Extract to read:
If the positive class is the most important, then the precision-recall curve and area under curve (PR AUC) can be used. This will optimize both precision and recall across all thresholds.

Alternately, if both classes are equally important, the ROC Curve and area under curve (ROC AUC) can be used. This will maximize the true positive rate and minimize the false positive rate.

3.1.2. Predict Class Labels

If class labels are required and both classes are equally important, a good default metric is classification accuracy. This only makes sense if the majority class is less than about 80 percent off the data. A majority class that has a greater than 80 percent or 90 percent skew will swamp the accuracy metric and it will lose its meaning for comparing algorithms.

If the class distribution is severely skewed, then the G-mean metric can be used that will optimize the sensitivity and specificity metrics.

If the positive class is more important, then variations of the F-Measure can be used that optimize the precision and recall. If both false positive and false negatives are equally important, then F1 can be used. If false negatives are more costly, then the F2-Measure can be used, otherwise, if false positives are more costly, then the F0.5-Measure can be used.

3.1.3. Framework for Choosing a Metric

These are just heuristics but provide a useful starting point if you feel lost choosing a metric for your imbalanced classification task.

We can summarize these heuristics into a framework as follows:

  • Are you predicting probabilities?
    • Do you need class labels?
      • Is the positive class more important?
        • Use Precision-Recall AUC
      • Are both classes important?
        • Use ROC AUC
    • Do you need probabilities?
      • Use Brier Score and Brier Skill Score
  • Are you predicting class labels?
    • Is the positive class more important?
      • Are False Negatives and False Positives Equally Costly?
        • Use F1-Measure
      • Are False Negatives More Costly?
        • Use F2-Measure
      • Are False Positives More Costly?
        • Use F0.5-Measure
    • Are both classes important?
      • Do you have < 80%-90% Examples for the Majority Class? 
        • Use Accuracy
      • Do you have > 80%-90% Examples for the Majority Class? 
        • Use G-Mean

We can also transform these decisions into a decision tree, as follows.

How to Choose a Metric for Imbalanced Classification

How to Choose a Metric for Imbalanced Classification

Once a metric has been chosen, you can start evaluating machine learning algorithms.

What to do: Carry on the passage about choosing evaluation metrics for imbalanced classification from its final sentence.

Material:
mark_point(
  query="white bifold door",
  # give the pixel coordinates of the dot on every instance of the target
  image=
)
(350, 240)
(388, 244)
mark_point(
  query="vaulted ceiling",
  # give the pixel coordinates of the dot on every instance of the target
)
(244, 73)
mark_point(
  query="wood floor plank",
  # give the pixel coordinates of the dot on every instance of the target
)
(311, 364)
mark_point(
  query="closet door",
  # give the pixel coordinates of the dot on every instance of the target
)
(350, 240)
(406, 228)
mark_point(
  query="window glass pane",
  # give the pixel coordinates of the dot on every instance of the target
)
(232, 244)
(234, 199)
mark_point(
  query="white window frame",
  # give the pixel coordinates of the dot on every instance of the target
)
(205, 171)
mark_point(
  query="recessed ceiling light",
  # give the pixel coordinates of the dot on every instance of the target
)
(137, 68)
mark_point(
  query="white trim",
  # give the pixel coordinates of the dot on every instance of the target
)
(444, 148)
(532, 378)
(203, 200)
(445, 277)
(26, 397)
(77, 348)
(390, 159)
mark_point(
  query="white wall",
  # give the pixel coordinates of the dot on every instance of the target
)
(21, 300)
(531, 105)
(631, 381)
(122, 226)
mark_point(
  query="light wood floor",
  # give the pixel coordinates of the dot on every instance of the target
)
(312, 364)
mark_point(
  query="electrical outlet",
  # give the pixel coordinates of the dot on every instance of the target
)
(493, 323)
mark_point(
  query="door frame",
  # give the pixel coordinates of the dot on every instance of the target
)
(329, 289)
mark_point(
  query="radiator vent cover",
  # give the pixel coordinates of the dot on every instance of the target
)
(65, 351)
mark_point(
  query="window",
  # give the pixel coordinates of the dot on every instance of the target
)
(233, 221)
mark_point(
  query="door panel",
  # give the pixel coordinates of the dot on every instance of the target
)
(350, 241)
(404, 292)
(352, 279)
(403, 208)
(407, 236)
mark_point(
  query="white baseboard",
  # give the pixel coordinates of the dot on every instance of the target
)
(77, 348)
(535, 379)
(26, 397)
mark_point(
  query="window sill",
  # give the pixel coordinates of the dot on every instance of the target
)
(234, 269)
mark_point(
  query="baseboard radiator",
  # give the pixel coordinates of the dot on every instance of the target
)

Output of the task:
3.2. Spot Check Algorithms

Spot checking machine learning algorithms means evaluating a suite of different types of algorithms with minimal hyperparameter tuning.

Specifically, it means giving each algorithm a good chance to learn about the problem, including performing any required data preparation expected by the algorithm and using best-practice configuration options or defaults.

The objective is to quickly test a range of standard machine learning algorithms and provide a baseline in performance to which techniques specialized for imbalanced classification must be compared and outperform in order to be considered skillful. The idea here is that there is little point in using fancy imbalanced algorithms if they cannot out-perform so-called unbalanced algorithms.

A robust test harness must be defined. This often involves k-fold cross-validation, often with k-10 as a sensible default. Stratified cross-validation is often required to ensure that each fold has the same class distribution as the original dataset. And the cross-validation procedure is often repeated multiple times, such as 3, 10, or 30 in order to effectively capture a sample of model performance on the dataset, summarized with a mean and standard deviation of the scores.

There are perhaps four levels of algorithms to spot check; they are:

  1. Naive Algorithms
  2. Linear Algorithms
  3. Nonlinear Algorithms
  4. Ensemble Algorithms

3.2.1. Naive Algorithms

Firstly, a naive classification must be evaluated.

This provides a rock-bottom baseline in performance that any algorithm must overcome in order to have skill on the dataset.

Naive means that the algorithm has no logic other than an if-statement or predicting a constant value. The choice of naive algorithm is based on the choice of performance metric.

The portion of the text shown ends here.